Try it:
Below are the entries; output exactly the lines from the one containing "Return bounding boxes" through the final line, inclusive.

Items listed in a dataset
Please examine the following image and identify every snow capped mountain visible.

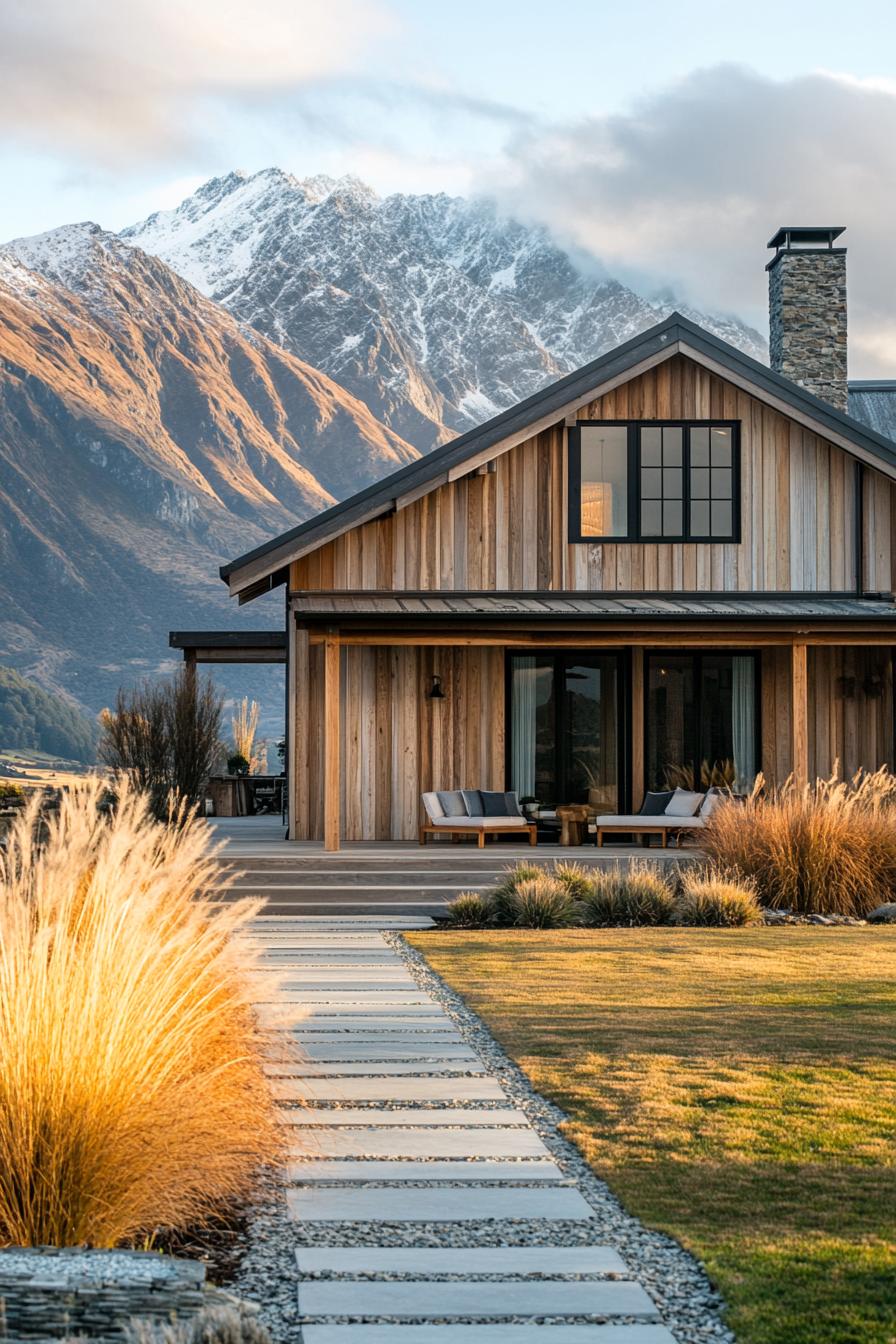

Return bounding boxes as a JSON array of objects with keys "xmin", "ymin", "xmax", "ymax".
[
  {"xmin": 124, "ymin": 169, "xmax": 768, "ymax": 450},
  {"xmin": 0, "ymin": 223, "xmax": 416, "ymax": 715}
]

Solution to this exercise:
Return bounding boxes as a JSON array of objects with keys "xmin", "ymin", "xmax", "ymax".
[
  {"xmin": 124, "ymin": 169, "xmax": 768, "ymax": 450},
  {"xmin": 0, "ymin": 223, "xmax": 416, "ymax": 715}
]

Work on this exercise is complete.